---- MATERIAL FOR THIS EXERCISE
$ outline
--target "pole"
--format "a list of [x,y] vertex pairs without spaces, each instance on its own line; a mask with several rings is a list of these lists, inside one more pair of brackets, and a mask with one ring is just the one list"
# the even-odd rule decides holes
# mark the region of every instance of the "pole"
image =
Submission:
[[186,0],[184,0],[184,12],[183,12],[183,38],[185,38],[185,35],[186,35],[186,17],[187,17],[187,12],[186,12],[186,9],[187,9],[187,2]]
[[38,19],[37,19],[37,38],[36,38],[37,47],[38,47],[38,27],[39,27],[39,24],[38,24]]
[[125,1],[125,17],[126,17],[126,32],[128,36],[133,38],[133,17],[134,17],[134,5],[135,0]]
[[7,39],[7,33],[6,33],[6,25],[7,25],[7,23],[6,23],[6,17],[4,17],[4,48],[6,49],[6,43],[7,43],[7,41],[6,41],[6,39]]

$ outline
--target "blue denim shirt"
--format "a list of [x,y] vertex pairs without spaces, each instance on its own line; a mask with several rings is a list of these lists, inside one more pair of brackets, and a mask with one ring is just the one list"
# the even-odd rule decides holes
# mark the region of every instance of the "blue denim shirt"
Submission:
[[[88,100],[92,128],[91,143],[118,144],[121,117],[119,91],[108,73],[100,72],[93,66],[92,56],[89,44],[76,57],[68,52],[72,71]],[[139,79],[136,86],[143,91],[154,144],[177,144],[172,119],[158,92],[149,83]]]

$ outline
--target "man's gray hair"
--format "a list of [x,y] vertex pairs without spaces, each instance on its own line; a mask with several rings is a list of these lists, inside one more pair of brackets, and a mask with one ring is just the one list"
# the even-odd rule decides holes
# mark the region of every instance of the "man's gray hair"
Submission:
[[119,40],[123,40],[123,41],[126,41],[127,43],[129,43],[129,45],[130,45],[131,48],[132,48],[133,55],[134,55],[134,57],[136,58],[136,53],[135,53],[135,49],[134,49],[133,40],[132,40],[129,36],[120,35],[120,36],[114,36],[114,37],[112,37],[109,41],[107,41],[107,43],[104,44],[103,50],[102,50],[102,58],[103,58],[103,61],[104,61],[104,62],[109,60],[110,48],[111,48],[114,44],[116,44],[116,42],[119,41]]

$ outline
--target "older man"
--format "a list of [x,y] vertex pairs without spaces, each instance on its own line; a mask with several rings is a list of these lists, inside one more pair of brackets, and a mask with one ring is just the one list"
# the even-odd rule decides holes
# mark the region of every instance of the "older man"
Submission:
--------
__DIRECTIVE__. Transcribe the entire listing above precisely.

__SOLUTION TO THE PROBLEM__.
$ outline
--target "pole"
--format "a list of [x,y] vertex pairs without spaces, each instance on its own line; a mask with several rings is a list of these lists, inside one more pair of brackets, and a mask with one ring is just the one list"
# the even-odd rule decides holes
# mark the region of every instance of the "pole"
image =
Submission:
[[186,0],[184,0],[184,12],[183,12],[183,38],[185,38],[185,35],[186,35],[186,17],[187,17],[187,12],[186,12],[186,9],[187,9],[187,2]]
[[38,19],[37,19],[37,38],[36,38],[37,47],[38,47],[38,27],[39,27],[39,24],[38,24]]
[[125,1],[125,17],[126,17],[126,32],[128,36],[133,38],[133,17],[134,17],[134,5],[135,0]]
[[7,39],[7,33],[6,33],[6,25],[7,25],[7,23],[6,23],[6,17],[4,17],[4,48],[6,49],[6,43],[7,43],[7,41],[6,41],[6,39]]

$ outline
--target "blue denim shirt"
--format "a list of [x,y] vertex pairs without spaces, each instance on its own line; a mask with several rings is a list of these lists, inside one more pair of brackets, and a mask with one ring is just the one list"
# the even-odd rule decides holes
# mark the region of every instance of the "blue denim shirt"
Submission:
[[[88,100],[92,128],[91,143],[118,144],[121,117],[119,91],[108,73],[100,72],[93,66],[92,56],[89,44],[76,57],[68,52],[72,71]],[[139,79],[136,86],[143,91],[154,144],[177,144],[172,119],[158,92],[149,83]]]

$ outline
--target "man's gray hair"
--format "a list of [x,y] vertex pairs without spaces, each instance on its own line; a mask with several rings is a list of these lists, inside one more pair of brackets, and a mask with one ring is just the one list"
# the even-odd rule decides holes
# mark the region of every instance of the "man's gray hair"
Submission:
[[119,40],[123,40],[123,41],[126,41],[127,43],[129,43],[129,45],[130,45],[131,48],[132,48],[133,55],[134,55],[134,57],[136,58],[136,53],[135,53],[135,49],[134,49],[133,40],[132,40],[129,36],[120,35],[120,36],[114,36],[114,37],[112,37],[109,41],[107,41],[107,43],[104,44],[103,50],[102,50],[102,58],[103,58],[103,61],[104,61],[104,62],[109,60],[110,48],[111,48],[114,44],[116,44],[116,42],[119,41]]

$ outline
--target "older man"
--format "a list of [x,y] vertex pairs without spaces, each instance on its own line; a mask with several rings is a list of these lists, inside one more pair of brackets, and a mask with one ring is just the one list"
# the even-odd rule decides holes
# mark the region of every instance of the "older man"
Submission:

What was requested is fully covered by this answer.